Goals.
(a) From the Neelam Muneer profile, return the part that opens with the words containing "Neelam Muneer (Pashto/;" and closes with "were commercially successful.".
(b) Which distinct years are mentioned in the Neelam Muneer profile? List each one once.

- Born: 20 March 1992 (age 34) Mardan, KPK, Pakistan
- Occupations: Actress, model
- Years active: 2008–present
- Known for: Qaid-e-Tanhai Dil Mom Ka Diya Jal Pari Meri Behan Maya Kahin Deep Jaley
- Spouse: ; Mohammad Rashid ​(m. 2025)​

= Neelam Muneer =

Pakistani actress

Neelam Muneer (Pashto/; born 20 March 1992) is a Pakistani actress and model who appears in television dramas and films. She is best known for portraying the role of Ulfat in television series Dil Mom Ka Diya (2018), which earned her a nomination at the 18th Lux Style Awards for Best TV Actress. She made her film debut with comedy-thriller film Chupan Chupai (2017), followed by a starring role in romantic-comedy Wrong No. 2 (2019), both of which were commercially successful.

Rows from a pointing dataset
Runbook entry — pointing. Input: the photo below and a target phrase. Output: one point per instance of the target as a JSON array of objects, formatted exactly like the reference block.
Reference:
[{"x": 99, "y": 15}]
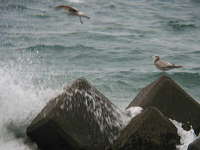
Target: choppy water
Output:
[{"x": 42, "y": 49}]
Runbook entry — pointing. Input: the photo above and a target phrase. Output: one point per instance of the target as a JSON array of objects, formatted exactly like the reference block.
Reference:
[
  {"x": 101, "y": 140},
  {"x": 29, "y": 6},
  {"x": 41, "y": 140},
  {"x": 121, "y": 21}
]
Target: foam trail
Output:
[
  {"x": 20, "y": 101},
  {"x": 131, "y": 113},
  {"x": 187, "y": 137},
  {"x": 75, "y": 1}
]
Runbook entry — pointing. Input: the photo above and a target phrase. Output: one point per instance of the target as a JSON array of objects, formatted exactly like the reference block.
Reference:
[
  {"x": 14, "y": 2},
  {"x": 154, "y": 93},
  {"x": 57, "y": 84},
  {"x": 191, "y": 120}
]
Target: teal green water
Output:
[{"x": 42, "y": 50}]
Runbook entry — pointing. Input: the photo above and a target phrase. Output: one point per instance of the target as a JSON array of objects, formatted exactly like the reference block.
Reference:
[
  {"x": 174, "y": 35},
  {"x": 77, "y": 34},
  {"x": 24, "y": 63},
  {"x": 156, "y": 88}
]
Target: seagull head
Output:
[
  {"x": 156, "y": 58},
  {"x": 81, "y": 14}
]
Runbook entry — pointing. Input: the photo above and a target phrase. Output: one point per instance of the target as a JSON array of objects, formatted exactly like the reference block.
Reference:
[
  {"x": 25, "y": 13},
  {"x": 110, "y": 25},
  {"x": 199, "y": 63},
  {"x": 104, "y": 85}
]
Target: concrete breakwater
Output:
[{"x": 82, "y": 118}]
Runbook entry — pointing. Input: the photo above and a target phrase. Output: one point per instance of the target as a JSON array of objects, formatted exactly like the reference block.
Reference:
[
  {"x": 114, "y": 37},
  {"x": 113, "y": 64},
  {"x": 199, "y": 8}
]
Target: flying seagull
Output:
[
  {"x": 163, "y": 65},
  {"x": 73, "y": 11}
]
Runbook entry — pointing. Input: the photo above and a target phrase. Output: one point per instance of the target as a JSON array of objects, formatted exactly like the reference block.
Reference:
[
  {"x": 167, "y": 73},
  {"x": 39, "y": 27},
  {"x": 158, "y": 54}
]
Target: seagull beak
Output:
[{"x": 82, "y": 15}]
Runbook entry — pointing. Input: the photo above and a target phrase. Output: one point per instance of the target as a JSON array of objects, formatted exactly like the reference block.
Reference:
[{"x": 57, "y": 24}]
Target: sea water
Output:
[{"x": 42, "y": 50}]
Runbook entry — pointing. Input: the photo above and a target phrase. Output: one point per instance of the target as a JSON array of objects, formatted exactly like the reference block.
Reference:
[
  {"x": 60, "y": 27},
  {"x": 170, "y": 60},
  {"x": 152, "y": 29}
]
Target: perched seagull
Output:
[
  {"x": 73, "y": 11},
  {"x": 163, "y": 65}
]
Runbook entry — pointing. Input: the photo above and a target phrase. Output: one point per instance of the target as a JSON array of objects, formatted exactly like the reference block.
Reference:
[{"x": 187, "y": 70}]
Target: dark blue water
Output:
[{"x": 42, "y": 50}]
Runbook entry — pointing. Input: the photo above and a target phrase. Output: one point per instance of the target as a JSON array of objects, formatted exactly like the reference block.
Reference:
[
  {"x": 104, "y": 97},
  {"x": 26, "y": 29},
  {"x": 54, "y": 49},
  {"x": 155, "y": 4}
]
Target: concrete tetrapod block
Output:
[
  {"x": 150, "y": 130},
  {"x": 172, "y": 101},
  {"x": 80, "y": 118}
]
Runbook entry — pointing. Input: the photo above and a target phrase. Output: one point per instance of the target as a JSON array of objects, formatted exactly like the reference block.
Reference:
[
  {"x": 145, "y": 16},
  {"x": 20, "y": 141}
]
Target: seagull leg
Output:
[{"x": 81, "y": 20}]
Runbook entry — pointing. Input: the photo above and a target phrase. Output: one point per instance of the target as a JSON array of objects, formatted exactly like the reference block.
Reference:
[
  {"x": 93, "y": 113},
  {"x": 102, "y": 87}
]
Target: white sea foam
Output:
[
  {"x": 75, "y": 1},
  {"x": 20, "y": 101},
  {"x": 186, "y": 136}
]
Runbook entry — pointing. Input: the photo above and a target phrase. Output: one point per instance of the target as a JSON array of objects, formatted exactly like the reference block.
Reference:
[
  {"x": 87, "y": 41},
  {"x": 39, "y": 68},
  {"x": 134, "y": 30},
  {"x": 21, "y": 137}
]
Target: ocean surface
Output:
[{"x": 42, "y": 50}]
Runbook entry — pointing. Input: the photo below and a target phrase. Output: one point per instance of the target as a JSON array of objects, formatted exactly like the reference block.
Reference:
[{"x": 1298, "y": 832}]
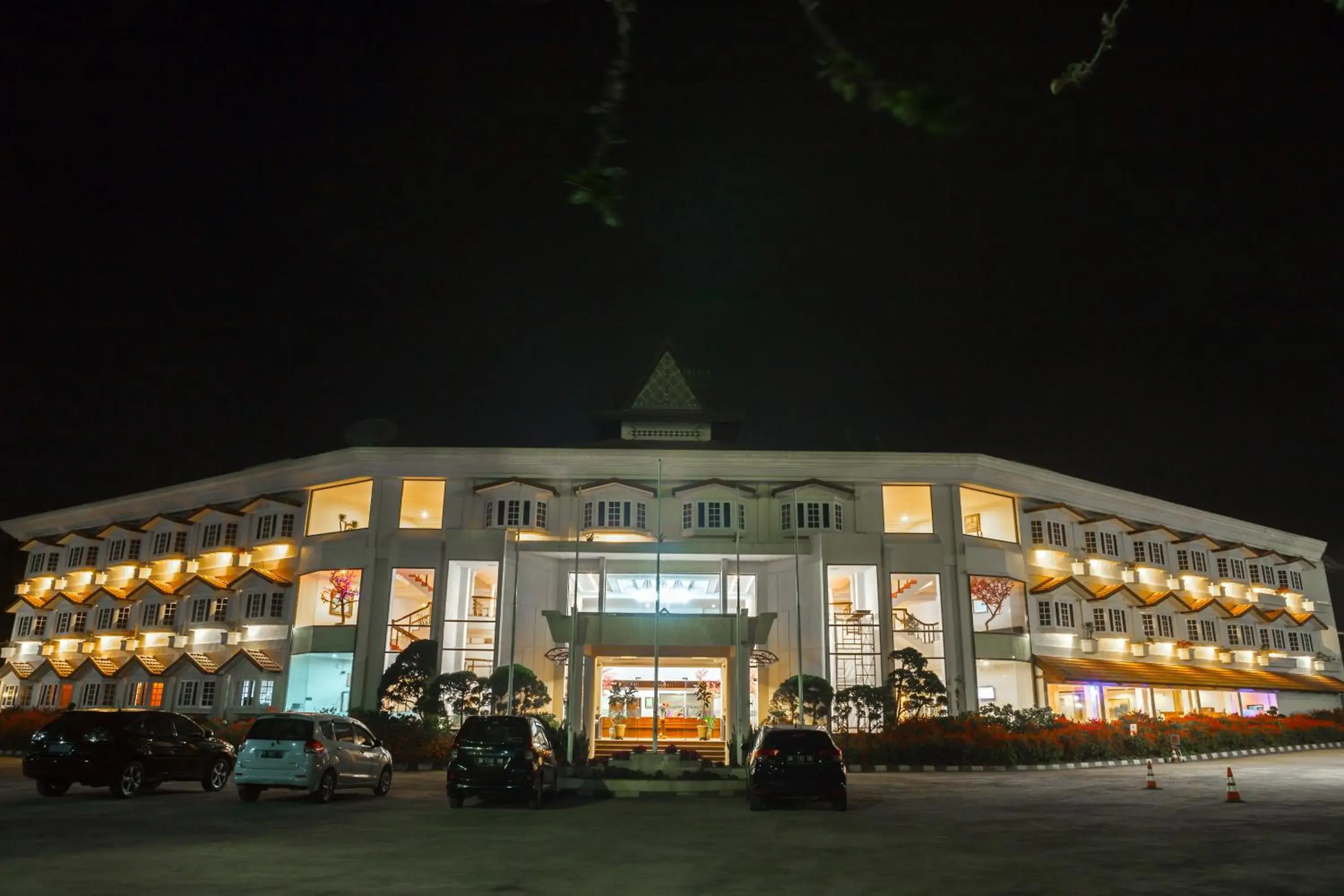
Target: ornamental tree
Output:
[{"x": 992, "y": 591}]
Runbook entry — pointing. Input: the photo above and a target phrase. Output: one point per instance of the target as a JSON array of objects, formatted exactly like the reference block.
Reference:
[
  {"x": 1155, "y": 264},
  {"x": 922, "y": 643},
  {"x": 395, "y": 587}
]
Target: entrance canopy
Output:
[{"x": 1061, "y": 669}]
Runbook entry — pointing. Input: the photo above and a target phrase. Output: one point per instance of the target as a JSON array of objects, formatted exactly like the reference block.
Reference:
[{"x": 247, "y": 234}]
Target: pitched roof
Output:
[
  {"x": 151, "y": 664},
  {"x": 1182, "y": 676},
  {"x": 107, "y": 665},
  {"x": 514, "y": 480},
  {"x": 638, "y": 487},
  {"x": 820, "y": 484},
  {"x": 62, "y": 668},
  {"x": 1057, "y": 505},
  {"x": 21, "y": 668},
  {"x": 736, "y": 487}
]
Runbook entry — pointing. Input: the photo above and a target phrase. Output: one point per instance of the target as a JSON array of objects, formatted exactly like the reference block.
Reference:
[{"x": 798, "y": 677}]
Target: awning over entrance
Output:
[{"x": 1060, "y": 669}]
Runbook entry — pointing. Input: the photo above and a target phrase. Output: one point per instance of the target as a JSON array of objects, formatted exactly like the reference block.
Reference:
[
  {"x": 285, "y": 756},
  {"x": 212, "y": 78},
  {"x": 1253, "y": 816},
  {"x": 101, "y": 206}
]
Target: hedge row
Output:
[{"x": 975, "y": 741}]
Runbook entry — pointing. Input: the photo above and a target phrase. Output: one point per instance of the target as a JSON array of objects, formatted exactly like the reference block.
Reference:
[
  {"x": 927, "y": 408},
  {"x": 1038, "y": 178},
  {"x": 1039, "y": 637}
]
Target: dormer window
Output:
[
  {"x": 517, "y": 504},
  {"x": 1103, "y": 543},
  {"x": 1051, "y": 532}
]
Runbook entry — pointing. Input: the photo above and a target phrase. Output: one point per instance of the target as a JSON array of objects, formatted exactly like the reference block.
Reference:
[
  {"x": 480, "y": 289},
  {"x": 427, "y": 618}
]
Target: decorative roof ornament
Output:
[{"x": 666, "y": 390}]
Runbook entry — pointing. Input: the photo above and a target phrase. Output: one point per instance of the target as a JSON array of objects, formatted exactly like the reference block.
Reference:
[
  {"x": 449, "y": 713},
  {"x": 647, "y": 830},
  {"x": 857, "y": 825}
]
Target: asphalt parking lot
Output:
[{"x": 1060, "y": 832}]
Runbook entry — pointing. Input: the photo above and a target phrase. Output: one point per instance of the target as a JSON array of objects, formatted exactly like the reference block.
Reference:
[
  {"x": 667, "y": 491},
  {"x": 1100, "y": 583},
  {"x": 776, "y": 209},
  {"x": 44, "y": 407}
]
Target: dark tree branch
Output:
[
  {"x": 600, "y": 183},
  {"x": 1078, "y": 72}
]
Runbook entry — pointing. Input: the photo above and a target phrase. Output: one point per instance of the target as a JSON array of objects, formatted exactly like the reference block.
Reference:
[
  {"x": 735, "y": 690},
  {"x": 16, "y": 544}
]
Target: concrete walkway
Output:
[{"x": 1090, "y": 831}]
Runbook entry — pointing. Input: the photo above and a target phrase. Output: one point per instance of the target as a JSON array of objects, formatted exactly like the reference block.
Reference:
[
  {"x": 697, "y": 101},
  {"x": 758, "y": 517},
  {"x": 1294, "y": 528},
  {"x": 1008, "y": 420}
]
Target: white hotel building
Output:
[{"x": 293, "y": 585}]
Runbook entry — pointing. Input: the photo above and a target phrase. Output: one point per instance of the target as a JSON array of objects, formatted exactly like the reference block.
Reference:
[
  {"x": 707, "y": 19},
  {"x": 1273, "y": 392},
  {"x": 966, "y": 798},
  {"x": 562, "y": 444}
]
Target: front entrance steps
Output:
[{"x": 714, "y": 750}]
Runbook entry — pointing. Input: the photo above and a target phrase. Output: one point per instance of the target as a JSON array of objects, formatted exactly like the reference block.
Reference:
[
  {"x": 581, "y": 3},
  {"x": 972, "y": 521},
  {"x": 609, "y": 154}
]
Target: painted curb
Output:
[{"x": 1100, "y": 763}]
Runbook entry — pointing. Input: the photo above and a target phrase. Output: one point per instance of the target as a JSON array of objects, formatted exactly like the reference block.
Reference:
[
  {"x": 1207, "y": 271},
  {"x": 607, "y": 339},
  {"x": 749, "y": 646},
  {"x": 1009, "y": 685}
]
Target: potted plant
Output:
[
  {"x": 1088, "y": 644},
  {"x": 616, "y": 702}
]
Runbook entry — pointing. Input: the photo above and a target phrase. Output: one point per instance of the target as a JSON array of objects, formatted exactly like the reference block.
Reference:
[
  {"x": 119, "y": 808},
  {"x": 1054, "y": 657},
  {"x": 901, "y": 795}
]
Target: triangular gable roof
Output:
[
  {"x": 269, "y": 575},
  {"x": 64, "y": 668},
  {"x": 703, "y": 484},
  {"x": 288, "y": 500},
  {"x": 88, "y": 535},
  {"x": 107, "y": 667},
  {"x": 1050, "y": 585},
  {"x": 820, "y": 484},
  {"x": 1057, "y": 505},
  {"x": 151, "y": 664},
  {"x": 124, "y": 526},
  {"x": 197, "y": 516},
  {"x": 1158, "y": 597},
  {"x": 1117, "y": 590},
  {"x": 1199, "y": 539},
  {"x": 258, "y": 659},
  {"x": 202, "y": 661},
  {"x": 21, "y": 668},
  {"x": 514, "y": 480},
  {"x": 666, "y": 389},
  {"x": 1125, "y": 524},
  {"x": 629, "y": 484},
  {"x": 1150, "y": 530},
  {"x": 158, "y": 585}
]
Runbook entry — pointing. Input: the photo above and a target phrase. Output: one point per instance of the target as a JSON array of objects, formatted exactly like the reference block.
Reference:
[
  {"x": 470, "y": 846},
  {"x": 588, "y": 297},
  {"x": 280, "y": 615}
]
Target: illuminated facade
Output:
[{"x": 295, "y": 585}]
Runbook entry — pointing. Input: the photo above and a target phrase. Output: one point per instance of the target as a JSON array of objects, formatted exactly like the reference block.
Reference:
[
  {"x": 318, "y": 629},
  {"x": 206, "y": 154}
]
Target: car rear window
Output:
[
  {"x": 495, "y": 730},
  {"x": 796, "y": 742},
  {"x": 281, "y": 728},
  {"x": 78, "y": 723}
]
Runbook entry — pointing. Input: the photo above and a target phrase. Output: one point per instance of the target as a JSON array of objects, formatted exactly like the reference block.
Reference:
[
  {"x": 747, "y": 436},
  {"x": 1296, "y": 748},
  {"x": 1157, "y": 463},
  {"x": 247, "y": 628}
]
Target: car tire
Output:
[
  {"x": 128, "y": 782},
  {"x": 385, "y": 782},
  {"x": 326, "y": 788},
  {"x": 49, "y": 788},
  {"x": 538, "y": 798},
  {"x": 215, "y": 777}
]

Answers to each task.
(a)
Neelam Muneer (Pashto/; born 20 March 1992) is a Pakistani actress and model who appears in television dramas and films. She is best known for portraying the role of Ulfat in television series Dil Mom Ka Diya (2018), which earned her a nomination at the 18th Lux Style Awards for Best TV Actress. She made her film debut with comedy-thriller film Chupan Chupai (2017), followed by a starring role in romantic-comedy Wrong No. 2 (2019), both of which were commercially successful.

(b) 1992, 2008, 2025, 2018, 2017, 2019